Carry on the article about the debate over concussion treatment, writing what comes after its last sentence.

#### TEXT SHOWN

================================

Definitive treatment for concussion still up for debate
Symposium hears US experts take issue with the current model adhered to by IRFU
Dr Micky Collins, executive director at University of Pittsburgh Medical Centre (UPMC): “There is clearly something wrong but we don’t know if concussion is the only variable in some of the scary things we are seeing.” Photograph: by Piaras Ó Mídheach/Sportsfile
A fundamental disagreement in how brain injuries should be treated exists between leading US experts and what was agreed at last year’s international consensus conference on concussion in Berlin, Ireland’s second National Concussion Symposium was told on Saturday.
The IRFU builds its education programme for players, coaches and parents – using World Rugby guidelines taken from Berlin – on four pillars: Stop, Inform, Rest, Reform.
“Rest in the case of concussion can in many cases exacerbate the problem,” explained Dr Micky Collins, executive director at University of Pittsburgh Medical Centre (UPMC), a renowned facility for treating sports-related concussion.
“Berlin stated in red that ‘patients can be encouraged to become gradually and progressively more active,’” added Dr Anthony Kontos, UPMC’s head of concussion research. “That’s new from the last time. Finally, they are saying you can be active but then they threw in this ‘any activity that brings on symptoms’ shouldn’t be used.

================================

Saved entries
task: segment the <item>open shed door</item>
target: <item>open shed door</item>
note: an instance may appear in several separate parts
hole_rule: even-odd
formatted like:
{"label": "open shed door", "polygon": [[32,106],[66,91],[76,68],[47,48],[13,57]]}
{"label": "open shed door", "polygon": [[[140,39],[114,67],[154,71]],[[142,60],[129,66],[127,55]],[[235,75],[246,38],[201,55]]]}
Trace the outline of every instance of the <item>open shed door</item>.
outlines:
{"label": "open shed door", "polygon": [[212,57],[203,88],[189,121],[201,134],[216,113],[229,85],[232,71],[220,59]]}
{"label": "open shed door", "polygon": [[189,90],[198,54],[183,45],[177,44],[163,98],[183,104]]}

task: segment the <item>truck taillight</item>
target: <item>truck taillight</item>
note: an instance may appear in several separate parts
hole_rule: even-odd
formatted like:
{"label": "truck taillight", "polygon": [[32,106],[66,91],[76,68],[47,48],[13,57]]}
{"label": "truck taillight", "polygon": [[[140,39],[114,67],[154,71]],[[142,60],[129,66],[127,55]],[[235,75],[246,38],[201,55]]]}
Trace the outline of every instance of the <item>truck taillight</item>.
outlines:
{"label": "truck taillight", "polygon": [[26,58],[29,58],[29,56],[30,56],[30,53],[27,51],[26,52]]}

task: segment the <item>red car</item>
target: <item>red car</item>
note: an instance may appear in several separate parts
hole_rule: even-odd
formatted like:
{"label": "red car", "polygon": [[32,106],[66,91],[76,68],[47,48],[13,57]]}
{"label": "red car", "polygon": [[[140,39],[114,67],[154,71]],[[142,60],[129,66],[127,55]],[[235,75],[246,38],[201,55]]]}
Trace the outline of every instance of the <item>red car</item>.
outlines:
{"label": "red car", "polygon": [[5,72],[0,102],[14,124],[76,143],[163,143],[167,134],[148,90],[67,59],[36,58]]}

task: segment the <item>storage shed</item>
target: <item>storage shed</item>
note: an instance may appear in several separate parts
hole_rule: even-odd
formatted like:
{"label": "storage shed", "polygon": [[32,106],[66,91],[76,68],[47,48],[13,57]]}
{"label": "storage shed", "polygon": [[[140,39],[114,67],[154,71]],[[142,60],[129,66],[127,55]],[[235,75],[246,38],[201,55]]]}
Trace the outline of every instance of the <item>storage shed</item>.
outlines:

================================

#### REPLY
“So, exercise, being active, cognitive exertion, all of that, literally gets thrown out with the bath water, so to speak, because it is exposed recovery, which means you have symptoms – but isn’t that how exercise works? It provokes symptoms, tears the system down a little bit then we recover and build the system back up. That’s what we are doing with concussion therapy.
“We know rest can have negative effects on mood,” Dr Kontos continued. “It can exacerbate symptoms. We can’t just say rest or be active – we have to see what the person looks like when they walk into the clinic or how they are on the sideline.
“Consensus statements are nice because they put a tidy little box around everything but they are extremely political and tend to be not very progressive.”
The UPMC methods of treating concussions has been adopted by Dr Niamh Lynch at Bon Secours hospital in Cork and by several GAA medics working with inter-county panels.
However, the Berlin consensus statement and UPMC experts remain in agreement on the lack of scientific evidence to link the degenerative brain disease chronic traumatic encephalopathy (CTE) and concussion.
This stance, despite Dr Ann McKee, a neuropathologist, revealing 110 of 111 deceased NFL players had CTE, sparked a debate between Dr Collins and Dr Colin Doherty, consultant neurologist at St James’s Hospital, during Saturday’s symposium in Croke Park.
Dr Doherty: “I can see there is a conflict between what Berlin is saying and what [UPMC] are saying. I am completely on board. I work with Eugene Wallace, the rehabilitation specialist in James’s and we don’t rest anyone. But as a parent I am asking you: What are you saying to people about CTE? If you are invited to design public policy around CTE, what would you do?”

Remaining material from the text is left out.